Output part of the records below as a Markdown table with the columns Row and Line, numbering each row and leaving out blank lines. Begin at the line that contains "of the blue" and go on through the last line of the records.
────────
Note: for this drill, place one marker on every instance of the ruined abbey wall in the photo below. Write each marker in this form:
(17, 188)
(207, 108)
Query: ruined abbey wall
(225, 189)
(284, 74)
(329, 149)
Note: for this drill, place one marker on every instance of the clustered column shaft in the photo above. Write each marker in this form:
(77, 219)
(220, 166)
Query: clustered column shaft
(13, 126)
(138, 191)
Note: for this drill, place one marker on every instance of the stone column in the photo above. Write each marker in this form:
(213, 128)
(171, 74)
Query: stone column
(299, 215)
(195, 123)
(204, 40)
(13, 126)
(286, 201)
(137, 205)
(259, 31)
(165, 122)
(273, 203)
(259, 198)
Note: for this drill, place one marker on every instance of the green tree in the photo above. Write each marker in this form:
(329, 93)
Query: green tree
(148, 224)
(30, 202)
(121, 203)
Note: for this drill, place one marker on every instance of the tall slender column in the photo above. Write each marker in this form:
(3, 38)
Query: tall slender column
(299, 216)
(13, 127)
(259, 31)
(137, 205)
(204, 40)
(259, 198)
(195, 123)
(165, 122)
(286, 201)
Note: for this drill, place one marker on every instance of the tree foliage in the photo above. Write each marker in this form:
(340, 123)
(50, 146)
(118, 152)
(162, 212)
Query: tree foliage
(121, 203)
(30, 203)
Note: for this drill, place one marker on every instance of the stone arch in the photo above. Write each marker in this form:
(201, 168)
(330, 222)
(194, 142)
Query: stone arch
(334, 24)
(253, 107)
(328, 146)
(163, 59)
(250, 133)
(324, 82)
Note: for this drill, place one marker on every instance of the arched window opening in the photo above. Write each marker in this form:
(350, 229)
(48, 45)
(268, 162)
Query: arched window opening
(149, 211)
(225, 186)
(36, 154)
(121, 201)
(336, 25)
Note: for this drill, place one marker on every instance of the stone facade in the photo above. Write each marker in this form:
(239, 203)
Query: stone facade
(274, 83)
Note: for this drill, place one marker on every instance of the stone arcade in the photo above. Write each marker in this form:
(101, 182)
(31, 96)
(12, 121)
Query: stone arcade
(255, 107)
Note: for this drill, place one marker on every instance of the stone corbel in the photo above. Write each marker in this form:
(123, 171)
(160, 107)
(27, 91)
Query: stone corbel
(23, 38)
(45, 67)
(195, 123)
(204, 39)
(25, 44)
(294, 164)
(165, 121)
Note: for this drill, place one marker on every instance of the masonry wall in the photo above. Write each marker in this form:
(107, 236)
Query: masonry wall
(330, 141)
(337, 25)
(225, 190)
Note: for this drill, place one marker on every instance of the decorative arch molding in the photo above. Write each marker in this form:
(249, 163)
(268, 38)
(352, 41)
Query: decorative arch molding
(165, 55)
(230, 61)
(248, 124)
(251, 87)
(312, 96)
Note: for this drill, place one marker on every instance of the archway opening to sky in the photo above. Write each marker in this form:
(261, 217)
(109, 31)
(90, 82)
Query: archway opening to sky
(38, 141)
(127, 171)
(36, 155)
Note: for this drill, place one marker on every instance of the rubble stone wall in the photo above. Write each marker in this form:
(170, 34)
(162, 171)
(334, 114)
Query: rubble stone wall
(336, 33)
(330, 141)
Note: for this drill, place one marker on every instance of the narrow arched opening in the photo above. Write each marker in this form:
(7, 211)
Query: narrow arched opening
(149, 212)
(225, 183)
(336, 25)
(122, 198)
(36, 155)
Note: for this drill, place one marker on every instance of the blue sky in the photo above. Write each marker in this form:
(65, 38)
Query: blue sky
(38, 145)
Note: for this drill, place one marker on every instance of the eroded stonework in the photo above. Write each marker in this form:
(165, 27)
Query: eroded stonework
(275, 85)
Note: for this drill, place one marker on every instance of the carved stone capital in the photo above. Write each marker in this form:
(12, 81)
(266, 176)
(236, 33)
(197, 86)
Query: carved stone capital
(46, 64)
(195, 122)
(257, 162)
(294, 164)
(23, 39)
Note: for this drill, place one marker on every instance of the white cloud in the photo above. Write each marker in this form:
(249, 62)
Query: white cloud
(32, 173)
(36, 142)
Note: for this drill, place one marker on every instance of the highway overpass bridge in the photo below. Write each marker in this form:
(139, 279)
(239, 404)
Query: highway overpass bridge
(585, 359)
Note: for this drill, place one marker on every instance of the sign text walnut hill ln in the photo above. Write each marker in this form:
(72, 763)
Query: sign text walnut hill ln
────────
* [FULL OUTPUT]:
| Row | Line |
|---|---|
| 1 | Note: for this drill, place one marker on every instance of the blue sky in the photo above. Write each marker in this form: |
| 2 | (65, 38) |
| 3 | Query: blue sky |
| 4 | (38, 145) |
| 5 | Note: for this drill, place one marker on every instance of the eroded stonework in the photo above. Write each marker in this form: |
| 6 | (165, 27) |
| 7 | Query: eroded stonework |
| 8 | (275, 85) |
| 9 | Note: for this drill, place one marker on every instance of the carved stone capital in the photo above. Write each marker in this form: |
| 10 | (12, 81) |
| 11 | (266, 176) |
| 12 | (236, 33) |
| 13 | (197, 86) |
| 14 | Query: carved stone capital |
| 15 | (46, 64) |
| 16 | (195, 122) |
| 17 | (257, 162) |
| 18 | (294, 164) |
| 19 | (23, 39) |
| 20 | Note: for this drill, place one marker on every instance of the white cloud in the photo above. Write each marker in this form: |
| 21 | (249, 62) |
| 22 | Query: white cloud |
| 23 | (32, 173) |
| 24 | (36, 142) |
| 25 | Note: for this drill, place one marker on every instance of the highway overpass bridge in the photo below. Write each marker in this form: |
| 26 | (139, 279) |
| 27 | (239, 404) |
| 28 | Query: highway overpass bridge |
| 29 | (585, 359) |
| 30 | Note: for this drill, place one marker on every instance of the sign text walnut hill ln in the photo above. Write each marker in this form: |
| 31 | (72, 763) |
| 32 | Query: sign text walnut hill ln |